→ Goal
Repeat all of the rows below word for word, but leave out any pictures.

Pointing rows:
● ● ● ●

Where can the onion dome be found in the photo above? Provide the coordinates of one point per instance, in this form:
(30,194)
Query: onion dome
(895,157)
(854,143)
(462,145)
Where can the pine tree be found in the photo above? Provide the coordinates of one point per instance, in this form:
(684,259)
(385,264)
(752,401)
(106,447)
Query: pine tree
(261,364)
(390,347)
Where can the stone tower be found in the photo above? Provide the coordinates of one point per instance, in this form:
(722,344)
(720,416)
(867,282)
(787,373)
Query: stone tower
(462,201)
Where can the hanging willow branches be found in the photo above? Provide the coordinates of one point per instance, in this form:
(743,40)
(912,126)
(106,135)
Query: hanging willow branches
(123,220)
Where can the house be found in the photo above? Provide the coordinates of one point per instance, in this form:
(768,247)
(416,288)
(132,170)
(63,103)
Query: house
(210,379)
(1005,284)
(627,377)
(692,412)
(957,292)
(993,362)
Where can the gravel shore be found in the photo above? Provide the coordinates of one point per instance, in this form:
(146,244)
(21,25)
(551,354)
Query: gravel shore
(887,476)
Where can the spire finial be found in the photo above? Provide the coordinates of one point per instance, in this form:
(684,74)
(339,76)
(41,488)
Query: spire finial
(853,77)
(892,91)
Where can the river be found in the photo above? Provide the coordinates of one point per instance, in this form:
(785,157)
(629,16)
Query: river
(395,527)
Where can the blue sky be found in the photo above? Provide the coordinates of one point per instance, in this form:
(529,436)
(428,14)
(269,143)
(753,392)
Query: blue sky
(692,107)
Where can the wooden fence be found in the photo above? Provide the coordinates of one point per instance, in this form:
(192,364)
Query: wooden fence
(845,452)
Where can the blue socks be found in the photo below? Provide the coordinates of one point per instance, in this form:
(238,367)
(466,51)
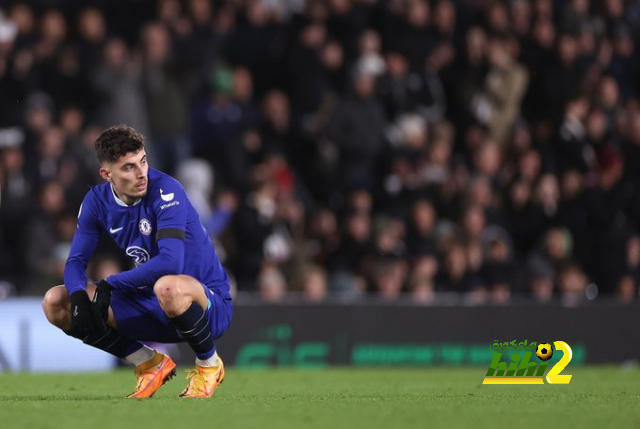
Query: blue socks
(193,326)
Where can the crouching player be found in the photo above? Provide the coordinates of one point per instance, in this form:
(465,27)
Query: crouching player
(178,290)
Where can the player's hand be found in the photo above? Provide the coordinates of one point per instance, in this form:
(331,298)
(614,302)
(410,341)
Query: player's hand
(83,320)
(102,299)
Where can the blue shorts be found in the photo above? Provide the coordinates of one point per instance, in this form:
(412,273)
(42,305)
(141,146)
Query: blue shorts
(140,317)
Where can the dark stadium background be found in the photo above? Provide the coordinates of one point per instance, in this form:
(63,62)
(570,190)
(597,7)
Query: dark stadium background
(373,154)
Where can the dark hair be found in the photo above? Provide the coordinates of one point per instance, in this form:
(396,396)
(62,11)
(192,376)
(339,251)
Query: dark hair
(118,141)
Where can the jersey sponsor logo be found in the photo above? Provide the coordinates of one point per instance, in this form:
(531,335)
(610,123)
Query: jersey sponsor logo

● ● ● ●

→ The result
Where can the onion dome be found in the photo above? Provide the coordinates of one point per instance, in this form:
(30,194)
Query: onion dome
(895,157)
(854,143)
(462,145)
Where can the pine tree be found in the photo above? Provide the coordinates of one point per instance, in this form:
(684,259)
(385,264)
(752,401)
(106,447)
Query: pine tree
(261,364)
(390,347)
Where can the stone tower be found in the photo above? Provide the coordinates of one point per instance, in this form:
(722,344)
(720,416)
(867,282)
(787,373)
Query: stone tower
(462,201)
Where can the hanging willow branches be found in the photo above? Provide the coordinates of one point per instance, in this form:
(743,40)
(912,126)
(106,135)
Query: hanging willow branches
(123,220)
Where can the house be found in the photo above? Provide the coordinates of one point per instance, in this form:
(768,247)
(416,288)
(132,170)
(63,103)
Query: house
(210,379)
(1005,284)
(627,377)
(692,412)
(957,292)
(993,362)
Where can the gravel shore be found in the photo above? Provide the coordinates of one point per instance, in this form:
(146,244)
(21,25)
(551,354)
Query: gravel shore
(887,476)
Where can the spire finial be found in the photo above? Provide the coordinates of one point per instance, in this form:
(684,74)
(339,76)
(41,488)
Query: spire finial
(853,77)
(892,91)
Where can the river be found in the photo above? Provide the coordinates of one point per instance, in this form:
(785,157)
(629,16)
Query: river
(395,527)
Where can the blue sky be found in the photo above? Provide the coordinates of one point per instance, in this form:
(529,436)
(428,14)
(269,143)
(753,392)
Query: blue sky
(692,107)
Where can the wooden fence be found in the photo above? Provide the coordinates of one point per instance, in this form:
(192,364)
Query: wooden fence
(845,452)
Where can the blue socks be found in the photo below? Provide the coordinates of one point per instance, in this form:
(238,367)
(466,51)
Query: blue socks
(193,326)
Where can the crouching player be found in the photo above? Provide the coordinates of one point per instance, in this form:
(465,27)
Query: crouching player
(178,290)
Where can the player's hand be found in the photo above? Provide the coordinates of one point per instance, in this form:
(331,298)
(614,302)
(410,341)
Query: player's hand
(83,320)
(102,299)
Where can the blue shorts be found in the photo above? Provide the coordinates of one point per instance, in this form:
(412,273)
(42,305)
(141,146)
Query: blue shorts
(140,317)
Where can the dark stadium background be found in the photo above? Provide the coordinates of one point per instance, in this form:
(63,62)
(570,190)
(597,7)
Query: dark stadium background
(373,154)
Where can the dark hair be found in the photo above? Provide the coordinates of one point per instance, in this form:
(396,396)
(62,11)
(192,376)
(339,251)
Query: dark hair
(118,141)
Where can the jersey sponsor logo be found in the photo above? Provide the coordinates of one point per instance, in this form:
(531,335)
(610,123)
Query: jersey sponsor logo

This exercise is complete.